Start of INPUT MATERIAL

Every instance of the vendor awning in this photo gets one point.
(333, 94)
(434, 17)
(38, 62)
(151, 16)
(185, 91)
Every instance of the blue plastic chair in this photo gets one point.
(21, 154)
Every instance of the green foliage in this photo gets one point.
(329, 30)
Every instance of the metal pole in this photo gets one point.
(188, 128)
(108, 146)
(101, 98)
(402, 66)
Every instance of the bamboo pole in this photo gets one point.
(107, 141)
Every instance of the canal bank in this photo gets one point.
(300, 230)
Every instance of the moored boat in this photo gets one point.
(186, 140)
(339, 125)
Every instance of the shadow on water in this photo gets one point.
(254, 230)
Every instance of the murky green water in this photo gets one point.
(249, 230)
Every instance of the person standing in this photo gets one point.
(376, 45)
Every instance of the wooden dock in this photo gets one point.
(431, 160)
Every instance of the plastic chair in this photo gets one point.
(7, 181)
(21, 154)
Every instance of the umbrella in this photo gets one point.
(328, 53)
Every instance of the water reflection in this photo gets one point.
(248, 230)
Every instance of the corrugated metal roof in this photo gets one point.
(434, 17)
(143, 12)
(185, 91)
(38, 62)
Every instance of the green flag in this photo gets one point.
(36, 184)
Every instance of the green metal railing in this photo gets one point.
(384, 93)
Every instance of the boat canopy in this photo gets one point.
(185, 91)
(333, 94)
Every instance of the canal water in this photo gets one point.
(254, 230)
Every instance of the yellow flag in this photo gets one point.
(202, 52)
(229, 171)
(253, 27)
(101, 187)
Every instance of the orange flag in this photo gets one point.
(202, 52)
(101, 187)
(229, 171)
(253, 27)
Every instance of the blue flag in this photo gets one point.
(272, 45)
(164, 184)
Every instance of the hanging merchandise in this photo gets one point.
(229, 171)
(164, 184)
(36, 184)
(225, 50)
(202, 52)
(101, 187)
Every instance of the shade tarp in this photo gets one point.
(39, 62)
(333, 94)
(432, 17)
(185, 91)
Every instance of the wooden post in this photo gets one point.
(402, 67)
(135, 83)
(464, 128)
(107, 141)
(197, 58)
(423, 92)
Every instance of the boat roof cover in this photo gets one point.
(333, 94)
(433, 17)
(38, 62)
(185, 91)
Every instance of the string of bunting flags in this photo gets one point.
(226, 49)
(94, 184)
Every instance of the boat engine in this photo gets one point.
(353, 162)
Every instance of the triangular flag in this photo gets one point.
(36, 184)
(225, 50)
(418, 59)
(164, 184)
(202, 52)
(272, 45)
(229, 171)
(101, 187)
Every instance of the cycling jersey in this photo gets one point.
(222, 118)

End of INPUT MATERIAL

From the preceding material, extract every line exactly.

Every instance of the vendor awning in this photo gets one point.
(333, 94)
(434, 17)
(38, 62)
(151, 16)
(185, 91)
Every instance of the blue plastic chair in this photo gets one point.
(21, 154)
Every instance of the green foliage in this photo gets one point.
(329, 30)
Every instance of the metal pole in this photo gets one point.
(188, 128)
(108, 146)
(101, 98)
(402, 66)
Every instance of the bamboo pole in this photo gets one point.
(107, 141)
Every instance of the canal bank in this photo gets one point.
(300, 230)
Every instance of the moored boat in this photo gets one point.
(186, 140)
(339, 125)
Every instance of the shadow on water in this photo gets one point.
(254, 230)
Every instance of the murky green water in this photo gets one point.
(249, 230)
Every instance of the person standing in this photo gets one point.
(376, 45)
Every instance of the wooden dock in this photo gets one point.
(431, 160)
Every instance of the plastic chair in this photo gets one point.
(7, 181)
(21, 154)
Every instance of the umbrella in this photo gets one point.
(328, 53)
Every instance of the water reflection in this photo gets one point.
(248, 230)
Every instance of the corrugated metal roof in this photo gets one point.
(434, 17)
(143, 12)
(185, 91)
(38, 62)
Every instance of the green flag in this photo gets one point.
(36, 184)
Every instance of the green metal railing in this photo gets one point.
(384, 93)
Every instance of the boat canopy in this photo gets one point.
(185, 91)
(333, 94)
Every instance of the canal water in this photo gets one point.
(254, 230)
Every instance of the yellow flag in this photo gets one point.
(202, 52)
(229, 171)
(253, 27)
(101, 187)
Every instance of the orange flag in this photo gets one point.
(202, 52)
(101, 187)
(229, 171)
(253, 27)
Every instance of the blue flag in this photo gets one point.
(272, 45)
(164, 184)
Every instance of the hanging merchandise in this photo gets one point.
(229, 171)
(164, 184)
(36, 184)
(225, 50)
(202, 52)
(101, 187)
Every instance of the shade tarp in this photo gets one point.
(39, 62)
(333, 94)
(432, 17)
(185, 91)
Every instance of the wooden post in this photo gets one point.
(402, 67)
(135, 83)
(464, 128)
(107, 141)
(197, 58)
(423, 92)
Every instance of the boat roof cover in this photo gets one point.
(333, 94)
(433, 17)
(38, 62)
(185, 91)
Every instance of the string of bunting flags in this photo gets one point.
(226, 49)
(94, 184)
Every instance of the boat engine in this photo gets one point.
(353, 162)
Every instance of the triangular flag in this photo gets one point.
(36, 184)
(225, 50)
(418, 59)
(164, 184)
(202, 52)
(272, 45)
(229, 171)
(101, 187)
Every instance of the cycling jersey in this photo gets one point.
(222, 118)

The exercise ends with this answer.